> CHALLENGES
1. In the server socket code, which constant is assigned to sAddress.sin_addr.S_un.S_addr?
2. Translate the sentence "Now for a server Socket:" from the server socket code into Spanish.
3. Reproduce the server socket code between "int nConnectionCount = GetClientCount();" and "(pSocket && pSocket->EventsOccured())", inclusive.

Now for a server Socket:
bool CServerSocket::Listen()
{
      SOCKADDR_IN sAddress = {0};
      sAddress.sin_family = AF_INET;
      sAddress.sin_port = htons(m_nPort);
      sAddress.sin_addr.S_un.S_addr = ADDR_ANY;

      if (!bind(m_hSocket, (SOCKADDR*)&sAddress, sizeof(sAddress)))
      {
            if (!listen(m_hSocket, SOMAXCONN))
                  return true;
      }

      TRACE("\nSOCKET ERROR : %d", WSAGetLastError());

      return false;
}

void CServerSocket::OnOpen()
{
      m_bCloseEventThread = true;
      WaitForEventThread();
      m_pEventThread = NULL;

      Listen();
}

void CServerSocket::OnAccept()
{
      if (m_bDatagram)
            return;

      Purge();
      
      SOCKADDR_IN sAddress = {0};
      int nLength = sizeof(sAddress);
      
      SOCKET hClient = accept(m_hSocket, (SOCKADDR*)&sAddress, &nLength);

      if (hClient != INVALID_SOCKET)
      {
            CDataSocket *pSocket = new CDataSocket;

            if (pSocket)
            {
                  pSocket->Attach(hClient);
                  pSocket->SetEventWnd(m_hEventWnd);

                  m_cConnections.Add(pSocket);

                  return;
            }

            closesocket(hClient);
      }

      TRACE("\nSOCKET ERROR : %d", WSAGetLastError());
}

UINT CServerSocket::EventThread(LPVOID pParam)
{
      CServerSocket *pSocket = (CServerSocket*)pParam;

      pSocket->m_bCloseEventThread = false;

      for (;;)
      {
            if (pSocket->m_bCloseEventThread)
                  break;

            if (!pSocket->ProcessEvents())
                  Sleep(TCPIPSOCKET_LOOPTIME);
      }

      return 0;
}

bool CServerSocket::ProcessEvents()
{
      if (m_hSocket==INVALID_SOCKET)
            return false;

      bool bProcessed = false;

      if (EventsOccured())
      {
            CTcpIpSocket::ProcessEvents();
            bProcessed = true;
      }

      int nConnectionCount = GetClientCount();

      if (nConnectionCount > 0)
            Purge();

      for (int nI=1; nI<=nConnectionCount; nI++)
      {
            CDataSocket *pSocket = GetClient(nI);
            if (pSocket && pSocket->EventsOccured())

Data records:
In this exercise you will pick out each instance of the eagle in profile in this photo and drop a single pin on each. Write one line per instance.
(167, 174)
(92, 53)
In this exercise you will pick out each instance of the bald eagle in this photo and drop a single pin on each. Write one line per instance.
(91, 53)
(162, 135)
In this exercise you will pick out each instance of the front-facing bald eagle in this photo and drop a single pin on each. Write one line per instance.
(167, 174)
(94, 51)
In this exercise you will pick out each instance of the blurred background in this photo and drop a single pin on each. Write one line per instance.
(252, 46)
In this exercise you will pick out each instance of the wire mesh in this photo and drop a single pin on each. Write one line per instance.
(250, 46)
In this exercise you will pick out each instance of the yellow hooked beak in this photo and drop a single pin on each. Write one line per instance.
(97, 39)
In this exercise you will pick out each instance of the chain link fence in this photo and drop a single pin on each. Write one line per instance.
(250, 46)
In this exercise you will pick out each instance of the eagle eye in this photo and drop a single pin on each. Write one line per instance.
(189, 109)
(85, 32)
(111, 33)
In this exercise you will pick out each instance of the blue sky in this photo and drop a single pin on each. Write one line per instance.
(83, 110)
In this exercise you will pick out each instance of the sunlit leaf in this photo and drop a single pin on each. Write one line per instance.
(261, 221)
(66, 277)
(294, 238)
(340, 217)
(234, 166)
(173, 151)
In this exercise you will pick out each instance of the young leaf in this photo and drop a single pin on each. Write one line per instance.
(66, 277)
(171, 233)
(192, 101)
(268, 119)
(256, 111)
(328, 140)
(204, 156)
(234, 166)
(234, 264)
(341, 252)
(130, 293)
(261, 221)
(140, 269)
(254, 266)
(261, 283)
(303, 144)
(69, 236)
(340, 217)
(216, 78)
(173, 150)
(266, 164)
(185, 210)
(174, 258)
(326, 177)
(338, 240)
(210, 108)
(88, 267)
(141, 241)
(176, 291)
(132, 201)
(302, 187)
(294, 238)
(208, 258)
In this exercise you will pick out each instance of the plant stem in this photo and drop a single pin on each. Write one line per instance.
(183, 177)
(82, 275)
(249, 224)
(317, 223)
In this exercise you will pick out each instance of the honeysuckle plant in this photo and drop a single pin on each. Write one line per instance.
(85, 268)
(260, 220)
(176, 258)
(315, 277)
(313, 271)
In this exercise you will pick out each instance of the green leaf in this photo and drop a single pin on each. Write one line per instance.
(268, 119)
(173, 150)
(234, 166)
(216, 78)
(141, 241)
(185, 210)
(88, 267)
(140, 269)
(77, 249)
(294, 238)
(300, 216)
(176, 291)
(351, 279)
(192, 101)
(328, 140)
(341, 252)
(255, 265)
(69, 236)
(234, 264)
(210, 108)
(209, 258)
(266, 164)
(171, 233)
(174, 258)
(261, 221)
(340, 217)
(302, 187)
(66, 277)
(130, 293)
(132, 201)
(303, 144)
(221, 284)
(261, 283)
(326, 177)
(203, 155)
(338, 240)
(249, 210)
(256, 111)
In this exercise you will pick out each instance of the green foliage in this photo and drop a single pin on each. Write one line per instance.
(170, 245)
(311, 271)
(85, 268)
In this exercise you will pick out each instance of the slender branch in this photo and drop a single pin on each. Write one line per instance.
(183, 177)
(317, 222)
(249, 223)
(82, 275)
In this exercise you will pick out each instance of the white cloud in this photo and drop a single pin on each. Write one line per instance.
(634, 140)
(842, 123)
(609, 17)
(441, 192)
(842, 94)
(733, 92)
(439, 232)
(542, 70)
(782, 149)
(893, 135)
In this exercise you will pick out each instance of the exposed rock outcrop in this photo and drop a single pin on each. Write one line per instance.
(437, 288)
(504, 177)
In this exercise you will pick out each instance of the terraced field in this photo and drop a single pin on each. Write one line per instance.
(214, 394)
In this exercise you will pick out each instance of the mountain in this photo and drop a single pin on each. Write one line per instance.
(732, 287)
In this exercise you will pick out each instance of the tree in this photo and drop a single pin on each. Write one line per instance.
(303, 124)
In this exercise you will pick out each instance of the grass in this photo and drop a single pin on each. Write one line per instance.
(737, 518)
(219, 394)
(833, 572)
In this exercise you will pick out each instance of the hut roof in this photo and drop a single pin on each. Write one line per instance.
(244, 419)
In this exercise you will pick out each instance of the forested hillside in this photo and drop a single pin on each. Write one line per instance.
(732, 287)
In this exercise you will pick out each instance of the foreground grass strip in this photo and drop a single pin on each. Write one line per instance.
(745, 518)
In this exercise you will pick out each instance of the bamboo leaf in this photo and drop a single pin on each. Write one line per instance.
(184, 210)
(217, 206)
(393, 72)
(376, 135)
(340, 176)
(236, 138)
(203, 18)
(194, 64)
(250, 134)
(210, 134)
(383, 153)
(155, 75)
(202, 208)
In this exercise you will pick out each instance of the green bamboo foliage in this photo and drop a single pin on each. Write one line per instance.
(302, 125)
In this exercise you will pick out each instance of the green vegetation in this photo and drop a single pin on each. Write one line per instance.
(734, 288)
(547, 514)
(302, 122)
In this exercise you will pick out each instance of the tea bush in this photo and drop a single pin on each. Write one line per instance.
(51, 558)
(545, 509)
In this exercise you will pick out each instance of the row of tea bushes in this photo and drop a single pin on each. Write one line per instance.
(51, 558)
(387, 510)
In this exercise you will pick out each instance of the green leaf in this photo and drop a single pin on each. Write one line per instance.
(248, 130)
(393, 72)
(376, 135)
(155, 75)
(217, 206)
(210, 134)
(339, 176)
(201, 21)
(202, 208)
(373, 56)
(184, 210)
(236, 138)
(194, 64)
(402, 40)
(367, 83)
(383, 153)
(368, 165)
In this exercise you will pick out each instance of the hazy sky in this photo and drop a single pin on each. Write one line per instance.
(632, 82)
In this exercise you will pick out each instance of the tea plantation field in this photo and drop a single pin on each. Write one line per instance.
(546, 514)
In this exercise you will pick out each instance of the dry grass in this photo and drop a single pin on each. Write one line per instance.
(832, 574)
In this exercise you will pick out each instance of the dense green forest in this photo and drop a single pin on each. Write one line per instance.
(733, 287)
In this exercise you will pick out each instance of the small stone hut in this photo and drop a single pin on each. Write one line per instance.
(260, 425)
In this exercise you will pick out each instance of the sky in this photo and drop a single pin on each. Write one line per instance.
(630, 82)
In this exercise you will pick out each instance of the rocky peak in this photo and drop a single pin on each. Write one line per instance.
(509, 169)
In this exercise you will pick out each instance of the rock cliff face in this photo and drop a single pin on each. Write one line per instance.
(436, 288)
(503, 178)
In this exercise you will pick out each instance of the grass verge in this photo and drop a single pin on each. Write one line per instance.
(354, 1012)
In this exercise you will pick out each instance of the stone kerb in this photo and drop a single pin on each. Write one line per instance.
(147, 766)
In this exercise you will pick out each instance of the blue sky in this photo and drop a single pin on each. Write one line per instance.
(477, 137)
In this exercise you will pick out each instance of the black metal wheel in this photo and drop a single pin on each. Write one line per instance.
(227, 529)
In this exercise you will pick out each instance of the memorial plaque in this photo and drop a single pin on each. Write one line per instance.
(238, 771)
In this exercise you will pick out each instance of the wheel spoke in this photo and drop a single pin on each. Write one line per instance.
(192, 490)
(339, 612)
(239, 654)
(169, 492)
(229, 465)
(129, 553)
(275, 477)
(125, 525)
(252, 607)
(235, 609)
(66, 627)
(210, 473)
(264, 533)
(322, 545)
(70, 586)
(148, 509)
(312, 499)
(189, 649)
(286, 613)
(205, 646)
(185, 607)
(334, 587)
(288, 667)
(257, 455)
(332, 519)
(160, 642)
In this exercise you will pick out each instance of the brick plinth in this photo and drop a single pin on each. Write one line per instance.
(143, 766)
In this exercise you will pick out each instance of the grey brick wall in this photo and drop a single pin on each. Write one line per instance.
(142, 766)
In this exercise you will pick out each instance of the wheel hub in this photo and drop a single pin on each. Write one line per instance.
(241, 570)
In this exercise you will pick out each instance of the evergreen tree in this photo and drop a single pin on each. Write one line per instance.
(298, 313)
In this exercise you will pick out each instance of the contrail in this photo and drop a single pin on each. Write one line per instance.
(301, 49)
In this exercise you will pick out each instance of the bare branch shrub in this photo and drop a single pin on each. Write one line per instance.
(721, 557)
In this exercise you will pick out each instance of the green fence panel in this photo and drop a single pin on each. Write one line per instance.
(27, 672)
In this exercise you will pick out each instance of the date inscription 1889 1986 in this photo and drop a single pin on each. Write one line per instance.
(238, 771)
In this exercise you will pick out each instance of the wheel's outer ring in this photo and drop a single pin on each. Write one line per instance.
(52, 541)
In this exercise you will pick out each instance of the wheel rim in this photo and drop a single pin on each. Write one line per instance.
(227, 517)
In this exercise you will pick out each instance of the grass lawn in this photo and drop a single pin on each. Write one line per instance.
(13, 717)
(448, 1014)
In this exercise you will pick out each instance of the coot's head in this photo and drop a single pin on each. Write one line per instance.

> PER-TASK ANSWERS
1. ADDR_ANY

2. Ahora, para un socket de servidor:

3.
int nConnectionCount = GetClientCount();

      if (nConnectionCount > 0)
            Purge();

      for (int nI=1; nI<=nConnectionCount; nI++)
      {
            CDataSocket *pSocket = GetClient(nI);
            if (pSocket && pSocket->EventsOccured())